(Dataset entries)
[Start of Attachment]
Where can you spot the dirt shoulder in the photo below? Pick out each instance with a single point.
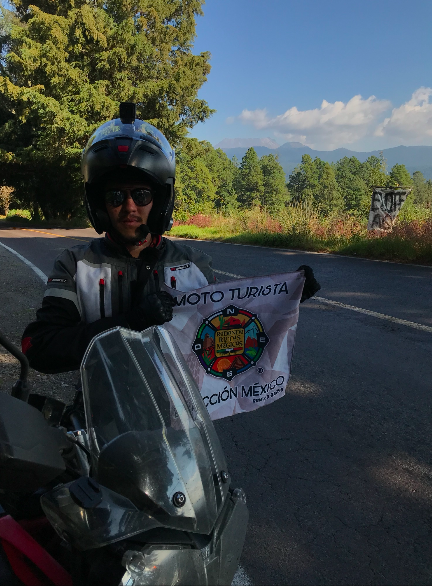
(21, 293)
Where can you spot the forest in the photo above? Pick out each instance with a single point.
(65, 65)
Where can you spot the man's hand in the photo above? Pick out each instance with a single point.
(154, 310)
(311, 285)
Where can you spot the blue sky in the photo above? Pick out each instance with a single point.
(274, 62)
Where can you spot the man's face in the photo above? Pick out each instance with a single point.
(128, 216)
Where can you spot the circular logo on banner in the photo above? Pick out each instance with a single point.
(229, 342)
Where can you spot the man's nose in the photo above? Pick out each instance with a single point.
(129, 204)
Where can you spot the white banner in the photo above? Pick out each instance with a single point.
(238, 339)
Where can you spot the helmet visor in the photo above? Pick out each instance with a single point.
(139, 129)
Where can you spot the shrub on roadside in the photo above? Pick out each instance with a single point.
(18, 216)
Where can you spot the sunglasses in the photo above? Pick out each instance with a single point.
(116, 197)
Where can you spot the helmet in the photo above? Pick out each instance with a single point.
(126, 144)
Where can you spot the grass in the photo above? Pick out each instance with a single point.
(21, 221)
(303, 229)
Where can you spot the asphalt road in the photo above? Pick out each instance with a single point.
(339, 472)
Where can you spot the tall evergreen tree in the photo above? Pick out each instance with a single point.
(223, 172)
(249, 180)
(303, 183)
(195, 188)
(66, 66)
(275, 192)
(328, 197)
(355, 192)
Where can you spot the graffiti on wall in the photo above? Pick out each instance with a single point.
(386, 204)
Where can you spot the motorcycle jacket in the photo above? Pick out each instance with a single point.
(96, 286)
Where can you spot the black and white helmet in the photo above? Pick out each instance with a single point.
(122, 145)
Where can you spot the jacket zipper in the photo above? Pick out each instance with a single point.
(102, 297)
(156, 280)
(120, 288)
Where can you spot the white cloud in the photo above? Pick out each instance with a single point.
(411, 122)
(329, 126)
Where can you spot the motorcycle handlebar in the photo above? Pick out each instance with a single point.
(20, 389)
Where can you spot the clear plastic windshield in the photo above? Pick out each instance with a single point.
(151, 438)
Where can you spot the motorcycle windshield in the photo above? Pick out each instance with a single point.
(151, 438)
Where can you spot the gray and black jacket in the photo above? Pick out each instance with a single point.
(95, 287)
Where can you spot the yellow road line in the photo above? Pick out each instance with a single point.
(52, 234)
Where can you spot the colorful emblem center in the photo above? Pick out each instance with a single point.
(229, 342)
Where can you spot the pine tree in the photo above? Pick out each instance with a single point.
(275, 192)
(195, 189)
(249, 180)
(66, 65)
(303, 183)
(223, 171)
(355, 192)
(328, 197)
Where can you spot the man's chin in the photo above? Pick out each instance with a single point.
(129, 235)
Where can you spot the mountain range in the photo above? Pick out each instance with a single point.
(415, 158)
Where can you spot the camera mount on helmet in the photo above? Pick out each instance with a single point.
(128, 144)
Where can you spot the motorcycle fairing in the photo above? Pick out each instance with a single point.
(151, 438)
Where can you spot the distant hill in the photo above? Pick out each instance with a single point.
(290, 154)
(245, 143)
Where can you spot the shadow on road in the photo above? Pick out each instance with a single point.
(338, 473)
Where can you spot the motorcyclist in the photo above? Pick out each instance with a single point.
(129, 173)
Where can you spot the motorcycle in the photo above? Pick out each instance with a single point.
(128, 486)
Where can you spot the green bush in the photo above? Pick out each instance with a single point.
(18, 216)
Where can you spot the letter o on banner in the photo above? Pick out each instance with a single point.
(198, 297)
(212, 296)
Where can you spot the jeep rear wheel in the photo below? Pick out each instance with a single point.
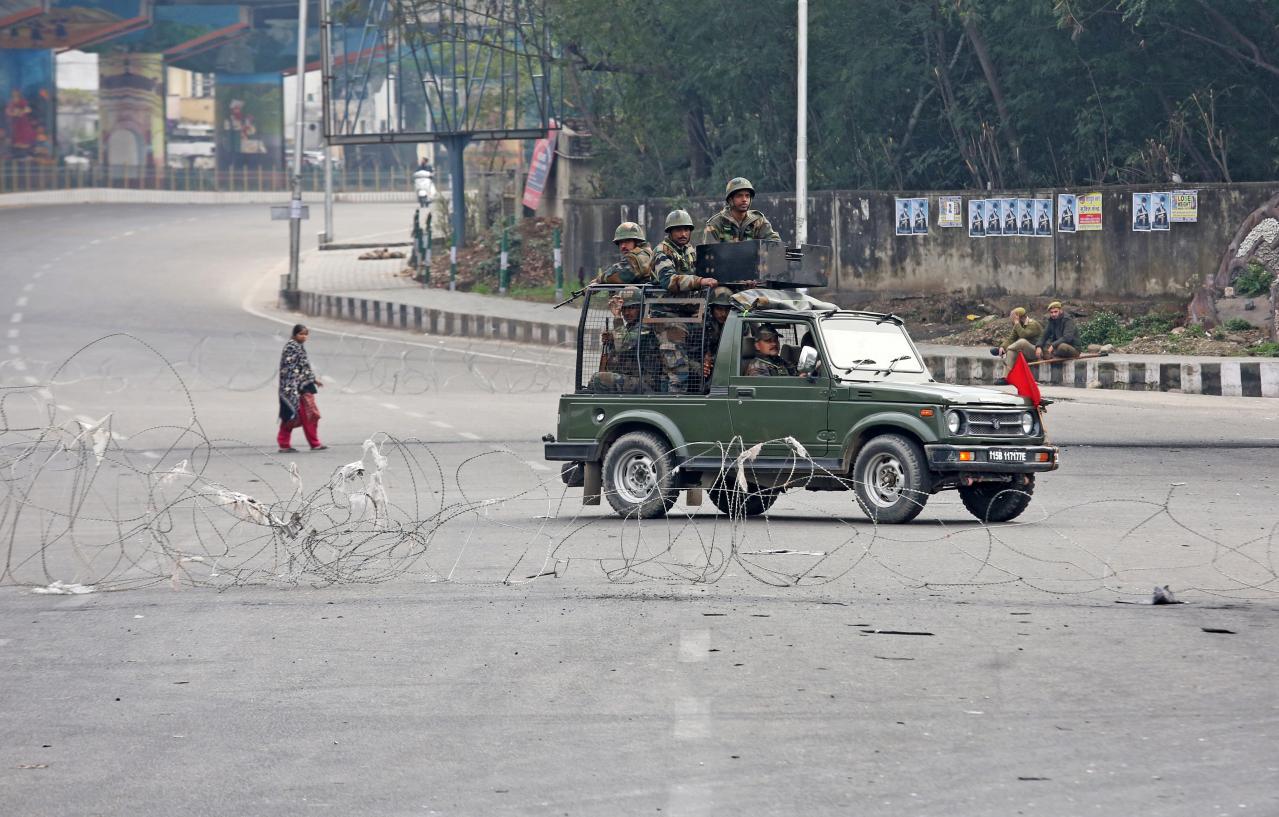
[End of Attachment]
• [Work to complete]
Exactly as written, copy the entries above without their pictures.

• [Response]
Where can you spot the dirt shoulder in the photo below? Pick out each instance with a single point.
(21, 293)
Where can you spot the forest in the photo above? Pick out each instance with a single point.
(65, 65)
Where can you spot the man's hand in the photo above? Pick out each instance with a single point.
(154, 310)
(311, 285)
Where can you spot the blue sky in the photo above? Pick out each instance with a single point.
(274, 62)
Where can you spot the man's face in the photo above? Pick out each instance with a single point.
(128, 216)
Where can you spot the circular logo on banner in the photo above? Pick out each instance with a single point.
(229, 342)
Where can you spot the man's nose in the photo above? Pick out each instance with a single point.
(129, 204)
Where can you spot the white banner in the photo above? Pick out each instance with a single point.
(238, 339)
Where can you spot the helmet visor in the photo above? Pick out each instance with a single point.
(139, 129)
Where can you spot the shrub on roadside in the photo above? Pick out each instance with a single point.
(18, 216)
Where can you spot the sunglasses in the photo above? Pick out each instance with a single point.
(116, 197)
Where can you spot the helmet in the photo above? Pick out each instance with a single point.
(126, 144)
Where can you spot the grass in the photo above? Pick out each instance with a single point.
(21, 221)
(303, 229)
Where can you spot the asphalt road in the photo above? Pick out each instance with a single point.
(339, 472)
Where can you spot the tall evergreen tree in the photo above? Pick out each instance with a single point.
(223, 172)
(249, 180)
(303, 183)
(195, 188)
(66, 66)
(275, 192)
(328, 197)
(355, 192)
Where can you spot the graffiti on wall in the photo above? Pick out each instance with a single point.
(386, 204)
Where can you spot the motorcycle jacket in the photo above? Pick out each instance with a single point.
(96, 286)
Where can you spot the black and white helmet in the photo above? Pick out each instance with a single point.
(122, 145)
Where can you spot the jacket zipper in the photo above? Pick out each instance with a single point.
(102, 297)
(156, 280)
(120, 288)
Where can you spot the white cloud in the photo above? Pick out each instance with a single point.
(411, 122)
(329, 126)
Where can you spot the motorcycle handlebar in the photo above? Pick out each instance with a single point.
(20, 389)
Where can you spot the clear plastic windshield in the photo above? Pick out each instance with a single point.
(151, 438)
Where can you spot the motorcycle windshield in the photo above? Pick out each instance with a single point.
(151, 438)
Where can you spot the gray and black jacket in the photo above? Pick out each instance with a single point.
(95, 287)
Where can you spot the yellow road line in the photo above? Pick out each instance with a single point.
(52, 234)
Where can you spot the colorful emblem center in the photo above? Pick out each instance with a single point.
(229, 342)
Where can you spot the pine tree in the photo above? Pick out each instance with a single point.
(275, 192)
(195, 189)
(249, 180)
(66, 65)
(303, 183)
(223, 171)
(355, 192)
(328, 197)
Where can you spot the man's chin in the photo above? Pick out each instance with a single point.
(129, 235)
Where can you spot the mountain range in the photo above? Pick out each instance with a single point.
(415, 158)
Where can you spot the camera mount on helmet in the photo above? Pick out each instance with a single point.
(128, 144)
Where can you spot the motorcycle fairing in the photo above? Pick out each instance with a single point.
(151, 438)
Where can you spot the distant hill in the photo above? Pick out each instance with a single point.
(290, 154)
(245, 143)
Where can you spot the shadow on road in the photo above? Pick out each instance with a single point.
(338, 473)
Where can you spot the motorcyclist in the photo above? Pick out each instance with a single point.
(129, 173)
Where can you spot the motorcycle in the photo above? Pick out each instance with a single point.
(128, 486)
Where can you spot the green bush in the photo above? Pick out each instance with a single point.
(18, 216)
Where can you spot the letter o on banner in the photo above? Pick out each instance with a single point.
(198, 297)
(212, 296)
Where can you spot the jeep rear wheel in the photo below? Pick out each instance with a single point.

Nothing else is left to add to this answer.